Re: TermDoc to TermDocsEnum

Michael McCandless Thu, 24 Mar 2011 10:09:12 -0700

Simplest solution is to wrap your findFeatures.reader in a
SlowMultiReaderWrapper (as the exception suggests).


More performant solution is to change your code to visit the
sequential sub-readers of findFeatures.reader, directly.  But if
performance isn't important here, just do the simple solution.

Mike

http://blog.mikemccandless.com

On Wed, Mar 23, 2011 at 4:49 PM, nitinhardeniya
<nitinharden...@gmail.com> wrote:
> I have changed the code according to MIGRATE.txt
>
> but now i am getting an error at
>
> public long getCorpCount(Vector <SpanTermQuery> clauses)
>    {
>        long count=0;
>        try {
>            SpanQuery [] clause= new SpanQuery[clauses.size()];
>            clause= clauses.toArray(clause);
>        //    SpanNearQuery sq = new SpanNearQuery(clause,1,true);
>            SpanOrQuery sq=new
> SpanOrQuery(clause);                              error here
>            Spans spans=sq.getSpans(findFeatures.reader);
>
>            while(spans.next()) //here was the error
>            {
>                count++;
>            }
>        }
>        catch (Exception e) {
>            // TODO: handle exception
>            e.printStackTrace();
>        }
>
>        return count ;
>    }
>
>
> the error log is :
>
> please use MultiFields.getDeletedDocs, or wrap your IndexReader with
> SlowMultiReaderWrapper, if you really need a top level Bits deletedDocs
>    at
> org.apache.lucene.index.DirectoryReader.getDeletedDocs(DirectoryReader.java:371)
>    at
> org.apache.lucene.search.spans.SpanTermQuery.getSpans(SpanTermQuery.java:84)
>    at
> org.apache.lucene.search.spans.SpanOrQuery$1.initSpanQueue(SpanOrQuery.java:172)
>    at
> org.apache.lucene.search.spans.SpanOrQuery$1.next(SpanOrQuery.java:184)
>    at rankPhrase.calFeatures.Document.getCorpCount(Document.java:489)
>    at rankPhrase.calFeatures.Document.calculateTfCorpus(Document.java:468)
>    at
> rankPhrase.calFeatures.findFeatures.computeAllFeatures(findFeatures.java:309)
>    at
> rankPhrase.calFeatures.findFeatures.LoadPhrases(findFeatures.java:235)
>    at rankPhrase.calFeatures.findFeatures.main(findFeatures.java:380)
>
> On Wed, Mar 23, 2011 at 11:56 PM, Burton-West, Tom [via Lucene] <
> ml-node+2721619-1942655904-77...@n3.nabble.com> wrote:
>
>> Hi,
>>
>> If I understand correctly what you are trying to do as far as getting
>> corpusTF, you might want to look at the implementation of the "-t" flag in
>>  org.apache.lucene.misc/HighFreqTerms.java in contib.
>>
>> Take a look at the getTotalTermFreq method in trunk.

§ Tasks:
**1)** From the error log in the Lucene forum thread, list each Java source file name that appears, naming each file only once.
**2)** Rewrite the stretch of the records from the line containing "the rodent's nose" through the line containing "367 168 380 180" as a Markdown table with the columns Row and Line, one row per line and blank lines left out.
The Lucene thread and the records have nothing to do with each other.

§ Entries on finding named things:
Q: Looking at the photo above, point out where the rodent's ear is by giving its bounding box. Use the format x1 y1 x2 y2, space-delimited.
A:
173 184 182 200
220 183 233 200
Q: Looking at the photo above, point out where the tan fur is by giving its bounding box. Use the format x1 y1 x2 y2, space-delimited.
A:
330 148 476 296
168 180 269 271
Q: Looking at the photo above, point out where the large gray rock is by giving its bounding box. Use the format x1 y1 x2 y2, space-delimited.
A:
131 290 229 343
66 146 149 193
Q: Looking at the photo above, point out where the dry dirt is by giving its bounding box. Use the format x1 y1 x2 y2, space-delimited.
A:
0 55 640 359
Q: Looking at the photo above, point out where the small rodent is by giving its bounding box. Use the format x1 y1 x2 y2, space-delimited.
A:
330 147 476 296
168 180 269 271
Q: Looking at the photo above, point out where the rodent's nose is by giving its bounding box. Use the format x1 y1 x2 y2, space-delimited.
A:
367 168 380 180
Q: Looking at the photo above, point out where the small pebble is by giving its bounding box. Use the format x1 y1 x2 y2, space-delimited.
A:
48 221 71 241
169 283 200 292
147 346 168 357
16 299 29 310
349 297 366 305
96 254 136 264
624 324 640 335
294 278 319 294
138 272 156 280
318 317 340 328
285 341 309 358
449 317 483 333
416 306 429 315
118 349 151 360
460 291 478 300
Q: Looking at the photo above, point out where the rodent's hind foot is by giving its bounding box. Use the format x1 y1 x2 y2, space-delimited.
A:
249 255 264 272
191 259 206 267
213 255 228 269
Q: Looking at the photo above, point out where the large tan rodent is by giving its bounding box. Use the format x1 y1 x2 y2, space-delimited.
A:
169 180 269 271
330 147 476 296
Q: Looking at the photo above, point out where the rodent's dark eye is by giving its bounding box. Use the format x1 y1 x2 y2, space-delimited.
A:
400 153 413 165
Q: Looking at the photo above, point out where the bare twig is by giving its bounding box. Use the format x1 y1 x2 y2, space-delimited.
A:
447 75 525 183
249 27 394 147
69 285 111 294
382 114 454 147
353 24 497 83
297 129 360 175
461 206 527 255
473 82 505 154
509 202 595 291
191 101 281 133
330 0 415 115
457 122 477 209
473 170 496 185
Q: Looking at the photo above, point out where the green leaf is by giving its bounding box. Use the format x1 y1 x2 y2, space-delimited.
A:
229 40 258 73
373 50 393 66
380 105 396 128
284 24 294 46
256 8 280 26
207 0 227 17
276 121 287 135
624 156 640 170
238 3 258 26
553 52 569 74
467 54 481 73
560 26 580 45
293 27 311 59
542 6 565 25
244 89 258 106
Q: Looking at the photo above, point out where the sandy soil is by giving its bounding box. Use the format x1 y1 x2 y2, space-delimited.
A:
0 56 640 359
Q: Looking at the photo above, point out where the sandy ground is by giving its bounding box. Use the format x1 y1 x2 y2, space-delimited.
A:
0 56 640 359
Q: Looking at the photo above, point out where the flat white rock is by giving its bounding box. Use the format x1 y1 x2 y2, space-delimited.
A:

§ Solution set:
**1)**
DirectoryReader.java
SpanTermQuery.java
SpanOrQuery.java
Document.java
findFeatures.java

**2)**
| Row | Line |
|---|---|
| 1 | Q: Looking at the photo above, point out where the rodent's nose is by giving its bounding box. Use the format x1 y1 x2 y2, space-delimited. |
| 2 | A: |
| 3 | 367 168 380 180 |